─── Items

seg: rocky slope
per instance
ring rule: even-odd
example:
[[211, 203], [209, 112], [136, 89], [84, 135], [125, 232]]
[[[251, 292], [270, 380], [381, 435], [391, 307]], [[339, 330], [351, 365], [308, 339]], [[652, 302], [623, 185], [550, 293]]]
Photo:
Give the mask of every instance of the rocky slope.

──────
─── Items

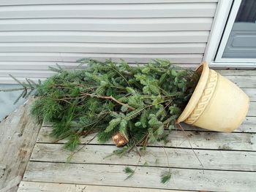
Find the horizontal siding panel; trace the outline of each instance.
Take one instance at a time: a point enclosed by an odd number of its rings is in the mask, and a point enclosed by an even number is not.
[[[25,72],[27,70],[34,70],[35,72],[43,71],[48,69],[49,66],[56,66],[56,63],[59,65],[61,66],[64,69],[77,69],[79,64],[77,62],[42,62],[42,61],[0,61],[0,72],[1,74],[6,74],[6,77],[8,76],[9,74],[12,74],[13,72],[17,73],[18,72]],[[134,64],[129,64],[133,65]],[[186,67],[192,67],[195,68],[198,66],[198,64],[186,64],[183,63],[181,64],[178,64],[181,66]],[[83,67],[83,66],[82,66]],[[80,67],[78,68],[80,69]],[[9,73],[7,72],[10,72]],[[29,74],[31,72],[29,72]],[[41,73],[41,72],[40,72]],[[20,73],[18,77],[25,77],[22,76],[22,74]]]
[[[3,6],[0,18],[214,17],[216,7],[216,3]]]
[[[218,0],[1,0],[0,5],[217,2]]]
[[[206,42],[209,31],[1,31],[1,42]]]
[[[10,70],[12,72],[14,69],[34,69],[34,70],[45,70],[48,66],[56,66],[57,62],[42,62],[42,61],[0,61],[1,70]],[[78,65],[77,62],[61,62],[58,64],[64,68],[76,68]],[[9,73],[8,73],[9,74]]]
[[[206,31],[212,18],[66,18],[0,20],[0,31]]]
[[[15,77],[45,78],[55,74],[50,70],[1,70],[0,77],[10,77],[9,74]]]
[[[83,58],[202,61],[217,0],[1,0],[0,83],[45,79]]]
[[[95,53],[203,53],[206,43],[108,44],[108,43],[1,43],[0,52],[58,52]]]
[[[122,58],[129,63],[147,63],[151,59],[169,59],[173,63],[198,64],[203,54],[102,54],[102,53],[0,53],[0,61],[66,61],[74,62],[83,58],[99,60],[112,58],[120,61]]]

──────

» Exercise details:
Copy the items from the line containing "seg: rocky slope" through the line containing "Give the mask", reproducing them exactly and adding nothing else.

» Response:
seg: rocky slope
per instance
ring rule: even-odd
example:
[[211, 203], [209, 112], [136, 89], [84, 135], [125, 232]]
[[[251, 292], [270, 380], [381, 435], [391, 307]], [[339, 330], [351, 365], [308, 339]], [[652, 302], [623, 185], [550, 293]]]
Photo:
Give the mask of every instance of the rocky slope.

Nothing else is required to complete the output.